## DATA EXTRACT
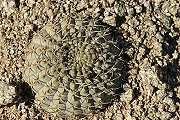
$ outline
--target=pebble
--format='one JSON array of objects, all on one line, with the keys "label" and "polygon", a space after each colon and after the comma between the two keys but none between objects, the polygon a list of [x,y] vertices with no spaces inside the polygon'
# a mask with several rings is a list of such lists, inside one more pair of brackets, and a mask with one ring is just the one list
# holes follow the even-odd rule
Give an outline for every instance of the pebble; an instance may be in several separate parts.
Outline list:
[{"label": "pebble", "polygon": [[142,7],[140,5],[135,6],[136,13],[141,13]]}]

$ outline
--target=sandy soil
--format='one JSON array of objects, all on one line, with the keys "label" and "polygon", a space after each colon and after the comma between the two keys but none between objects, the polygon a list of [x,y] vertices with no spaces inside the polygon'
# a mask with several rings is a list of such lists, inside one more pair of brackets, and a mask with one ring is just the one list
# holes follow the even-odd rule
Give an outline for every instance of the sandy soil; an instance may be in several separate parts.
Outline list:
[{"label": "sandy soil", "polygon": [[[105,111],[82,119],[180,118],[178,0],[0,0],[0,82],[13,83],[11,87],[23,82],[28,44],[63,9],[100,14],[103,22],[117,29],[123,39],[126,68],[122,91]],[[1,104],[1,120],[61,119],[38,109],[24,92],[28,85],[24,86],[13,103],[10,100],[8,105]]]}]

## REQUIREMENTS
Copy all the records above line for line, without the pictures.

## EXERCISE SOLUTION
$ outline
--target=pebble
--format='one JSON array of objects, all on one line, with the keys "label" and "polygon", a space after each colon and after the comma between the two keys but none between objects, the polygon a list of [x,y] vertices with no spaces inside the polygon'
# a mask with several rings is a list of such lists, inside one more pair of brackets, and a mask with one ring is just the one list
# holes follow the even-odd rule
Give an outline for every instance of the pebble; an instance may be in several separate parts.
Outline list:
[{"label": "pebble", "polygon": [[142,7],[140,5],[135,6],[136,13],[141,13]]}]

$ outline
--target=sandy soil
--format='one JSON array of objects, all on one line, with the keys "label" and "polygon", a space after each colon and after the comma between the two keys but none between objects, the polygon a list of [x,y] vertices with no spaces inside the polygon'
# a mask with several rings is a list of such lists, inside one more pair of brackets, and a mask with one ring is just the one list
# holes follow the even-odd rule
Give an outline for every instance of the sandy soil; an instance may be in several separate parts.
Outline list:
[{"label": "sandy soil", "polygon": [[[105,111],[82,119],[180,118],[178,0],[0,0],[0,82],[13,83],[11,87],[23,82],[28,44],[63,9],[100,14],[103,22],[117,29],[123,39],[126,68],[122,91]],[[1,104],[1,120],[61,119],[38,109],[24,92],[28,85],[24,86],[13,103],[10,100],[8,105]]]}]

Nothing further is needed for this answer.